_TASK TO CARRY OUT_
Return only the line that contains "of the thorny" and each line after it, through the last line of the data below, copied exactly.
[begin DATASET EXTRACT]
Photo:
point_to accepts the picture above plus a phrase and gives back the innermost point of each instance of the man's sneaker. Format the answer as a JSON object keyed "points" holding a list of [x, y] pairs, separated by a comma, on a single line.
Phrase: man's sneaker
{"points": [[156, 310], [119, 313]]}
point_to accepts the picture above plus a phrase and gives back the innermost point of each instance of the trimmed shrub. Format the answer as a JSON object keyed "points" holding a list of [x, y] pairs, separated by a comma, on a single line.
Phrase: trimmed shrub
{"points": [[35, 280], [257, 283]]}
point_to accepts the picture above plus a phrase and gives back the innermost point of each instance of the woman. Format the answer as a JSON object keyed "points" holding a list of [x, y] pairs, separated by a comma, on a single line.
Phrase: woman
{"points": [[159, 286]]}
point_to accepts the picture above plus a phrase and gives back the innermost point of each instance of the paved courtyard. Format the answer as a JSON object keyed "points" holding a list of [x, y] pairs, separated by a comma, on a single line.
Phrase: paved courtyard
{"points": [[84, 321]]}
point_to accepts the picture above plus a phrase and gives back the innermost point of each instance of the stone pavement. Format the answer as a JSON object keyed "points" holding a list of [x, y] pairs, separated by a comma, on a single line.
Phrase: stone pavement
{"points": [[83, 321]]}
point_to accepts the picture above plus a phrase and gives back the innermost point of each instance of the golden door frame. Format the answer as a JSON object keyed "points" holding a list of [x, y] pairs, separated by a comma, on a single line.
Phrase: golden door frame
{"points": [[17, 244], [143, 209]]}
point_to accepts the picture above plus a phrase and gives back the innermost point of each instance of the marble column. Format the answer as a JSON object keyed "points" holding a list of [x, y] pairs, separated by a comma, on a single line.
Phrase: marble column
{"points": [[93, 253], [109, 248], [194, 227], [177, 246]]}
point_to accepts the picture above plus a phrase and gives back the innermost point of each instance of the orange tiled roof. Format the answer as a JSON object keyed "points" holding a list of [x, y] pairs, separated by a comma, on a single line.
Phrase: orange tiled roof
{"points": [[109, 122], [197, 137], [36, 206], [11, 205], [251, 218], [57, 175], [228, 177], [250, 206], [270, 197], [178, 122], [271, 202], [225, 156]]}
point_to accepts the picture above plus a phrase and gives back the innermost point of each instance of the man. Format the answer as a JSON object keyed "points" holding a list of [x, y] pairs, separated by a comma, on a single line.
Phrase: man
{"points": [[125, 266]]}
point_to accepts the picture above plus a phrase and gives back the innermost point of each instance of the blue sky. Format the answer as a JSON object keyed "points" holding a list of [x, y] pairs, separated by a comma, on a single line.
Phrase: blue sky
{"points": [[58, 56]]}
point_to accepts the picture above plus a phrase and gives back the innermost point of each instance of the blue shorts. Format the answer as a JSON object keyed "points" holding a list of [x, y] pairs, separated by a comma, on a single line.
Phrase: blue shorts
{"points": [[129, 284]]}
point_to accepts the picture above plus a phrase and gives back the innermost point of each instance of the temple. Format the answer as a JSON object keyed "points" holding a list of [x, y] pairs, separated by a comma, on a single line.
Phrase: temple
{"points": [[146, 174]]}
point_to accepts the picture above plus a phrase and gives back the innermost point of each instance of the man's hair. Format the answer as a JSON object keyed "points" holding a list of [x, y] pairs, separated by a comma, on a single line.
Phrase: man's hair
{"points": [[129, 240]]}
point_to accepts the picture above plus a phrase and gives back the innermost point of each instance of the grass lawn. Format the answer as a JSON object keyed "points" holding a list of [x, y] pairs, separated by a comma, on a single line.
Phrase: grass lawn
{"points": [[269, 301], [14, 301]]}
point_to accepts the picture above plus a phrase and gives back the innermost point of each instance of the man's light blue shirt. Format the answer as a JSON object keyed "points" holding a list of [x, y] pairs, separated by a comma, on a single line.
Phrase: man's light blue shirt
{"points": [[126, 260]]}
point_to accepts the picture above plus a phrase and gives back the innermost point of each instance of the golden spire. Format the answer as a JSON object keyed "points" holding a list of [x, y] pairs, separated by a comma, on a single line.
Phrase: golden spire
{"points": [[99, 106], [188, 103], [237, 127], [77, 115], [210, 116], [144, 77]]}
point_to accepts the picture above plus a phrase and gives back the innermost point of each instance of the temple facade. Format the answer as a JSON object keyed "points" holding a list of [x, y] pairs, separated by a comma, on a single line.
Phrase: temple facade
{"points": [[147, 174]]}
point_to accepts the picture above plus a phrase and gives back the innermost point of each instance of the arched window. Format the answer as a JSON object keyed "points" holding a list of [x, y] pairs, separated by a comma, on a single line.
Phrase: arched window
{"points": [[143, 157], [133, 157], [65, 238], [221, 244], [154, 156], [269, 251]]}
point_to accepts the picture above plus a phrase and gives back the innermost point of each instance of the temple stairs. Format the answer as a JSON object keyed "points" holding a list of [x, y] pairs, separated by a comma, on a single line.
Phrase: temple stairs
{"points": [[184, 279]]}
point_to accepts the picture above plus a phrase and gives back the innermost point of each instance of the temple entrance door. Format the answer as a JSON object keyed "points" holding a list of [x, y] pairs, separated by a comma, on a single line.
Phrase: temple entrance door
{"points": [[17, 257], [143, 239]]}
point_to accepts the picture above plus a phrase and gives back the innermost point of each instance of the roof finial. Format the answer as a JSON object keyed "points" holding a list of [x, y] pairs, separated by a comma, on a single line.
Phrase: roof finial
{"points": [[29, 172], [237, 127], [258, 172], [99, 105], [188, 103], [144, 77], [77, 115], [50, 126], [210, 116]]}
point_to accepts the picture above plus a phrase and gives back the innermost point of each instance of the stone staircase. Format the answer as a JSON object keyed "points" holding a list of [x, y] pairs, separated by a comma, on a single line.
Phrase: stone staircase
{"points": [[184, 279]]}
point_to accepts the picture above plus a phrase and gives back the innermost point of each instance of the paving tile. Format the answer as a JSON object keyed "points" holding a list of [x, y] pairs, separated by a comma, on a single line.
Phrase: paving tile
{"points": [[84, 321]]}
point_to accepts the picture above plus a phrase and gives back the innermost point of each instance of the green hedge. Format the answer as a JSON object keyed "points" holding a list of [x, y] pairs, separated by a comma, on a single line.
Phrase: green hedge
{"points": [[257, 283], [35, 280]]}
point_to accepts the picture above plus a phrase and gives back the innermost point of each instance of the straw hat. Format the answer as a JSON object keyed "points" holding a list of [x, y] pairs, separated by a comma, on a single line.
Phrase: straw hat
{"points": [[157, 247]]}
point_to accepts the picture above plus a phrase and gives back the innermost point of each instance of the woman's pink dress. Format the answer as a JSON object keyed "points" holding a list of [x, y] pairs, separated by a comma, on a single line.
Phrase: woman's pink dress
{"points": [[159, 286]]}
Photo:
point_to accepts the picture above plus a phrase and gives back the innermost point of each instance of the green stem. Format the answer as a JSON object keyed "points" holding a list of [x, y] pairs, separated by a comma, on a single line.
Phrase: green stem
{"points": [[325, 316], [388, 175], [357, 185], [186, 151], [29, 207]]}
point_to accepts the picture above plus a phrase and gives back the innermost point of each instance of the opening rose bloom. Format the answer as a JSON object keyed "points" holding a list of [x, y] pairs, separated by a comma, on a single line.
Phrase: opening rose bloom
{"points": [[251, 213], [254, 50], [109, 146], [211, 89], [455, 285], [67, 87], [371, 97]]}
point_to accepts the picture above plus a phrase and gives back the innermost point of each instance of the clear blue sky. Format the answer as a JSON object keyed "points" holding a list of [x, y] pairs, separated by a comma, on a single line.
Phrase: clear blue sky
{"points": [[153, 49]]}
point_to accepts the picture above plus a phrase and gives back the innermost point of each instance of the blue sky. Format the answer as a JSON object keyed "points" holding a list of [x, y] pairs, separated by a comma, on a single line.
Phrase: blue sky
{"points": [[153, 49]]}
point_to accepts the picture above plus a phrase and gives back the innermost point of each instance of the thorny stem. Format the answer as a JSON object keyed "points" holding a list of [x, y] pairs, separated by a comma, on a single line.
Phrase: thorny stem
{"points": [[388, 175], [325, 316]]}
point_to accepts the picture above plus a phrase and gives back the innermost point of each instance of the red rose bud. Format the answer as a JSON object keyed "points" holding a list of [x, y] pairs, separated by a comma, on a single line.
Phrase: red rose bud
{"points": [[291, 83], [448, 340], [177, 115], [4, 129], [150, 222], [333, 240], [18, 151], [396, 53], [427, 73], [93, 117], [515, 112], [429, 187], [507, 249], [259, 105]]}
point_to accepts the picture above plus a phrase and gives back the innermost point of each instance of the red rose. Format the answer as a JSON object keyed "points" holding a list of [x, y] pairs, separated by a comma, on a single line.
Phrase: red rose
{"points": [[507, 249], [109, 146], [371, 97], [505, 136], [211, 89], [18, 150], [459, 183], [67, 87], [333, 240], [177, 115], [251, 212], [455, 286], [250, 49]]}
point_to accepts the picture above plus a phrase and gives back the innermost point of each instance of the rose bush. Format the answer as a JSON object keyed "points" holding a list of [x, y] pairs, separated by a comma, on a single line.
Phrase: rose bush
[end DATASET EXTRACT]
_TASK SOLUTION_
point_to accepts the picture above plus a phrase and gives back the innermost point of each instance of the thorny stem. Format the answer as a JSON object keyed "points" holding a list of [x, y] pairs, separated by a comma, on a single line.
Phrase: thorny stem
{"points": [[388, 175], [325, 316]]}
point_to accepts the picture above plus a phrase and gives back the innermost point of each instance of the red rose bud. Format the answer as a JSON object keyed "points" holding a list of [x, y] pairs, separated by a comma, on a single line.
Phrase: red rose bud
{"points": [[291, 83], [448, 340], [177, 115], [4, 129], [150, 222], [333, 240], [18, 151], [396, 53], [427, 73], [93, 117], [515, 112], [429, 187], [507, 249], [259, 105]]}
point_to accepts the picture above plus a phrase and gives back the innermost point of each instance of the red rose. Format the answer as a JSON object keyed "points" holding a list of [x, y] pairs, separated by a comma, on a single line.
Phrase: red rose
{"points": [[507, 249], [109, 146], [371, 97], [505, 136], [211, 89], [18, 150], [459, 183], [67, 87], [333, 240], [177, 115], [251, 212], [455, 286], [250, 49]]}
point_to accepts the picture above plus a phrase and gives back the innermost point of each instance of the rose bush. Format the answer as a JSON object keyed "points" holding a list of [x, y] pairs, separated by a comma, on a single line.
Phrase: rose bush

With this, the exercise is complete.